= PROBLEM DESCRIPTION =
Copy the data from the line that contains "If you could mark the forearm" to its last line, exactly, including both of those lines and leaving out everything before.

= DATA TO PROCESS =
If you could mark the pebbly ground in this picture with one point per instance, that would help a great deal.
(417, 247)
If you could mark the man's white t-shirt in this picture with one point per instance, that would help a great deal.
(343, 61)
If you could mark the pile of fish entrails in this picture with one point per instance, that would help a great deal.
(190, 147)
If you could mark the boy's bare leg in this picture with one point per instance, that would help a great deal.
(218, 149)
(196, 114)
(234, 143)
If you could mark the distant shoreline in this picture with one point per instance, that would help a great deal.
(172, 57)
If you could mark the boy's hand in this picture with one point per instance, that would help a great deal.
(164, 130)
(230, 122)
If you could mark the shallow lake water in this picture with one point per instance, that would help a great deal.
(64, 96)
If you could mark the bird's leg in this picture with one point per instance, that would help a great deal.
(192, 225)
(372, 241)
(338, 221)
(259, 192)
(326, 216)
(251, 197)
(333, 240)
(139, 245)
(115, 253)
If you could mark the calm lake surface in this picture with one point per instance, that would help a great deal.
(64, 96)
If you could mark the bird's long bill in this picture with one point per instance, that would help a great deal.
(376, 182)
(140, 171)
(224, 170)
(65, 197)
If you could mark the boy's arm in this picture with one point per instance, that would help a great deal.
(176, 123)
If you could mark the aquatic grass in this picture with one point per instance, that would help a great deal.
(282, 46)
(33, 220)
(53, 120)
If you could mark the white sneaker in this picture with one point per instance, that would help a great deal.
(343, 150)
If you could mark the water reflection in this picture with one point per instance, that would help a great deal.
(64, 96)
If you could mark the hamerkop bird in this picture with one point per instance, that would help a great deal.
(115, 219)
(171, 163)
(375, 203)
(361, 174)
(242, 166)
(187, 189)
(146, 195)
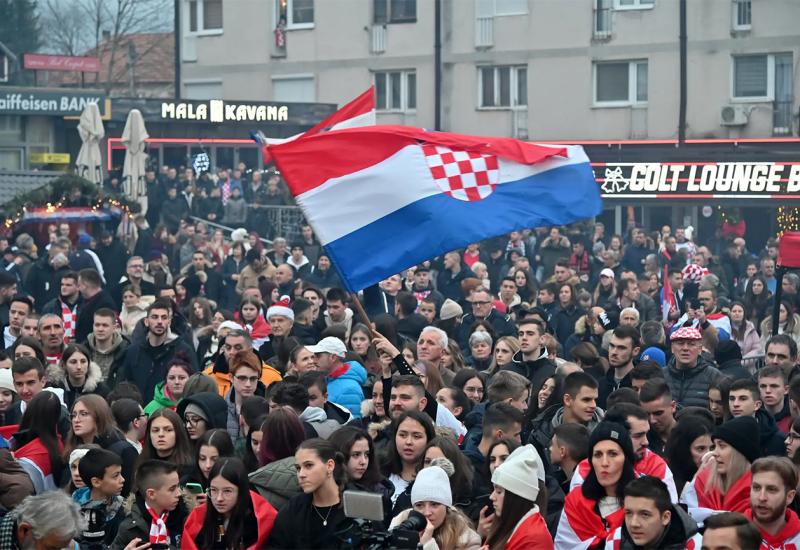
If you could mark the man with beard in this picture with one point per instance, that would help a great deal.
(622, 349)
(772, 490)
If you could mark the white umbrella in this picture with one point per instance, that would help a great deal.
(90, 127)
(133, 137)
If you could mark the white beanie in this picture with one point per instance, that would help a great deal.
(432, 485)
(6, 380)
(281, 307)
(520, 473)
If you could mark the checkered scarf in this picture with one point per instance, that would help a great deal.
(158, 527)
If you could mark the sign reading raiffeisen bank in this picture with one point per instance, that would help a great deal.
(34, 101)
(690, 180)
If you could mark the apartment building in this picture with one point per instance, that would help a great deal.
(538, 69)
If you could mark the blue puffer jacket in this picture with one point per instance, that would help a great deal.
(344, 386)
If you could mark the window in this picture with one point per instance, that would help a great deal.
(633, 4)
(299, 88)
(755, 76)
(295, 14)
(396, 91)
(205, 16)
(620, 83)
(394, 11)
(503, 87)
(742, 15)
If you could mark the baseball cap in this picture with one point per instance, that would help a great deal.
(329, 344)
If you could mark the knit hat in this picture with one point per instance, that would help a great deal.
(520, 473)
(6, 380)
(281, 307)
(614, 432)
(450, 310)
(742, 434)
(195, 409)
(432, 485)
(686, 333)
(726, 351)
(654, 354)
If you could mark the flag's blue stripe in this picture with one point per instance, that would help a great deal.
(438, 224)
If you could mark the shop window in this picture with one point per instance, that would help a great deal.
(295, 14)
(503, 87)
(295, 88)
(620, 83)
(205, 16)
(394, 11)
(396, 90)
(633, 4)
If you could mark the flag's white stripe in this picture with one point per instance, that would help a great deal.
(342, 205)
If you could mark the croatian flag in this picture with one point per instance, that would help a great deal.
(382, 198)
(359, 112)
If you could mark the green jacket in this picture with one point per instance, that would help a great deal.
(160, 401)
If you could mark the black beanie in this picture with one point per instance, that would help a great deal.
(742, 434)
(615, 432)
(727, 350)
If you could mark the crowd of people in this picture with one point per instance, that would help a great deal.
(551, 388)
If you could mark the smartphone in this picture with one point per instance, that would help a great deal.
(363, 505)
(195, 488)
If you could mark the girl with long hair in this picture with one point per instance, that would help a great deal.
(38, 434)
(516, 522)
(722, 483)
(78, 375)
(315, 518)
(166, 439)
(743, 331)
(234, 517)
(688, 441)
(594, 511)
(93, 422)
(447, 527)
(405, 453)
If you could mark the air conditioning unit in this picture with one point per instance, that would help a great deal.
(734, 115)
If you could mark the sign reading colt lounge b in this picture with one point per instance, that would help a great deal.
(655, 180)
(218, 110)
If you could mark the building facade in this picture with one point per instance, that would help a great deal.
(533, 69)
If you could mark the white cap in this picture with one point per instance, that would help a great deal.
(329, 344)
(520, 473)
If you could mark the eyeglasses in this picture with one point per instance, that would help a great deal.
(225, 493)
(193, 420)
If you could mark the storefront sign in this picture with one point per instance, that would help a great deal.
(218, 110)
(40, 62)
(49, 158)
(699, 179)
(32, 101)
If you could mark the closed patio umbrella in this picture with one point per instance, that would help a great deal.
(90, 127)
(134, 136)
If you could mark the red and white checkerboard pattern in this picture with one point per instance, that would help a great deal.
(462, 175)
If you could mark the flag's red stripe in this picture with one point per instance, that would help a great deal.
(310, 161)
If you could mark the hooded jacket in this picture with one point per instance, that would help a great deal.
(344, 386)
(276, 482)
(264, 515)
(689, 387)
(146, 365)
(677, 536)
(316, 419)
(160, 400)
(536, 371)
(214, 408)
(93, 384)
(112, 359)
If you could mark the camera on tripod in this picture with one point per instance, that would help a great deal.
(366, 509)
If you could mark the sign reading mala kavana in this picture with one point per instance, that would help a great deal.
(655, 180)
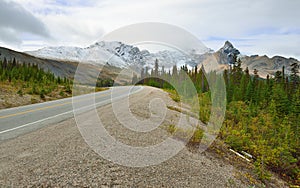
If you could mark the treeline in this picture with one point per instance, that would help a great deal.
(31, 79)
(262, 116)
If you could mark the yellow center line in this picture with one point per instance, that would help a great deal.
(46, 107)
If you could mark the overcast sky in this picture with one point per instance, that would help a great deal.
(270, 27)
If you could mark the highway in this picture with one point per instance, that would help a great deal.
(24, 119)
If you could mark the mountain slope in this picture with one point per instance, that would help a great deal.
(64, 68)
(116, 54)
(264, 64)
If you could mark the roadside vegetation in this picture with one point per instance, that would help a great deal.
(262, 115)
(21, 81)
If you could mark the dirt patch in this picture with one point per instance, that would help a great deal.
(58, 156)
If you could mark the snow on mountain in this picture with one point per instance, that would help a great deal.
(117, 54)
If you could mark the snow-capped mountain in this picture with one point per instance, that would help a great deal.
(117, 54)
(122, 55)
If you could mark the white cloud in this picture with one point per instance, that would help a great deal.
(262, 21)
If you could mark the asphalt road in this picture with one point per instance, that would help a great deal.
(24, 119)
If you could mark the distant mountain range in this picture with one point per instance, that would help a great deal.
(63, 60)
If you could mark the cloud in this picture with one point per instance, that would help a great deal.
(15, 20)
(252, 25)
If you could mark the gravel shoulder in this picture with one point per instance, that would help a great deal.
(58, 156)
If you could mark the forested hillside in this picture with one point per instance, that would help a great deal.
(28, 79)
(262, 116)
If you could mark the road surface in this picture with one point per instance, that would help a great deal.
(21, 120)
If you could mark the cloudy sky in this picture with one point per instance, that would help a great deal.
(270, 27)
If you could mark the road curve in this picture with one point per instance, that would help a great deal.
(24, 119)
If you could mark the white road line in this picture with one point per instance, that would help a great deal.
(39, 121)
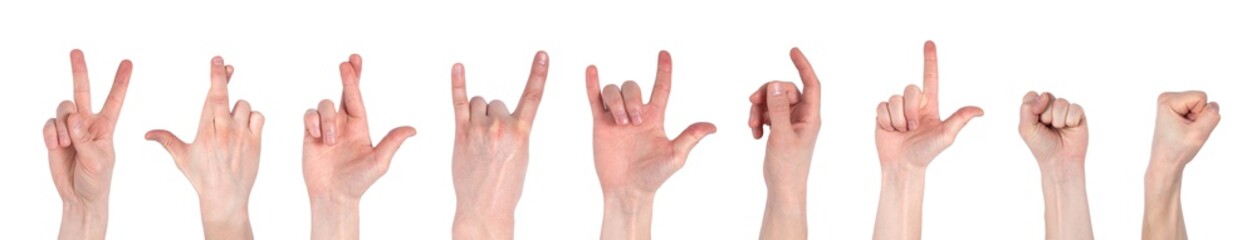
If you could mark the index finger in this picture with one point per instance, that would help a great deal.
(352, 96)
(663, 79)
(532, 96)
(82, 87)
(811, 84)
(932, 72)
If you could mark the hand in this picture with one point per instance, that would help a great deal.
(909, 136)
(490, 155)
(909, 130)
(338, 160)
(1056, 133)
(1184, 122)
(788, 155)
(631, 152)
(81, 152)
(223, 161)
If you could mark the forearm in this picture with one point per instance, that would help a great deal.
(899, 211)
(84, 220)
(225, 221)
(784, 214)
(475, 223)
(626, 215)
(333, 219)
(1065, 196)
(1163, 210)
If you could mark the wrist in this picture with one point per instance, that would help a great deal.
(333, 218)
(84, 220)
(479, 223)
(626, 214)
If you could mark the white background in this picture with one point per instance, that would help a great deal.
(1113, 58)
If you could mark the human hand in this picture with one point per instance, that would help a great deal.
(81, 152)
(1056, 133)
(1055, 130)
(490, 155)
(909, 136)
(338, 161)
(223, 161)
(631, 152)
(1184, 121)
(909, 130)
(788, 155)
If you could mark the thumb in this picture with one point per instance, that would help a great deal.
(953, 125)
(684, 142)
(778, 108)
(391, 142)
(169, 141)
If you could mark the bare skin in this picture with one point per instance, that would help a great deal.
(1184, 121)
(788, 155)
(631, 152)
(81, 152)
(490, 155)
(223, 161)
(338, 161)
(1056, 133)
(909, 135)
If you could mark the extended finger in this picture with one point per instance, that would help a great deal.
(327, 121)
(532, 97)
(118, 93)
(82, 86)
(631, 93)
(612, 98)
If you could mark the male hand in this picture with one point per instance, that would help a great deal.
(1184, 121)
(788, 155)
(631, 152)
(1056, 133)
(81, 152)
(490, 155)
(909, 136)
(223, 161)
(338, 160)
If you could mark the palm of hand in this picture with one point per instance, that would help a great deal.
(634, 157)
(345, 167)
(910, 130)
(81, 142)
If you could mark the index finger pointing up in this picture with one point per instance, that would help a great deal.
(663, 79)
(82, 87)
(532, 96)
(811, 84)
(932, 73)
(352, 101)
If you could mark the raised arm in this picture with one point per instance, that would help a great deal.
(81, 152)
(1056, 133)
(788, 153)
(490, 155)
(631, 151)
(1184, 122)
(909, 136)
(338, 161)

= FINISHED EXERCISE =
If you could mark the forearm in this picture with one point per instance, that would help a great deal.
(899, 211)
(84, 220)
(225, 221)
(784, 214)
(475, 223)
(626, 215)
(333, 219)
(1065, 196)
(1163, 210)
If you could mark the wrist in this picture with one point per instance, that would help a great deal.
(333, 218)
(84, 220)
(479, 223)
(626, 214)
If you could mark the white background in this picture with one point per instance, that would help a great deal.
(1113, 58)
If you could mark the human hand in this picture with one point per instance, that would help a great deal.
(81, 152)
(1056, 133)
(1055, 130)
(490, 155)
(909, 136)
(338, 161)
(223, 161)
(631, 152)
(1184, 121)
(909, 130)
(788, 155)
If you could mark the thumb in this picture with one point per instance, that would help a great deal.
(953, 125)
(684, 142)
(778, 108)
(391, 142)
(169, 141)
If you could mark the bare skin in this picture with one point per instance, that would help a great deal.
(1184, 121)
(788, 155)
(631, 152)
(81, 152)
(490, 155)
(223, 161)
(338, 161)
(1056, 133)
(909, 135)
If you could mark the extended finger in this picture with one point per instance, that would help a great deal.
(327, 121)
(532, 97)
(118, 93)
(82, 86)
(631, 93)
(612, 98)
If you could mark the male hand in this picture with one point per instance, that would help a great deal.
(1184, 121)
(788, 155)
(631, 152)
(1056, 133)
(81, 152)
(490, 155)
(909, 136)
(223, 161)
(338, 160)
If you could mark the palm of hand in this picture with one point per instance, that would help a great deal.
(634, 157)
(345, 167)
(910, 130)
(81, 142)
If you could mark the index finger pointing up in this picture with one point per instance, that would help a great deal.
(663, 79)
(82, 87)
(532, 96)
(811, 84)
(932, 73)
(352, 101)
If you could mark the raised arm in this picture with one point per instance, that would help a great deal.
(81, 152)
(1056, 133)
(788, 153)
(490, 155)
(631, 151)
(1184, 122)
(909, 136)
(338, 161)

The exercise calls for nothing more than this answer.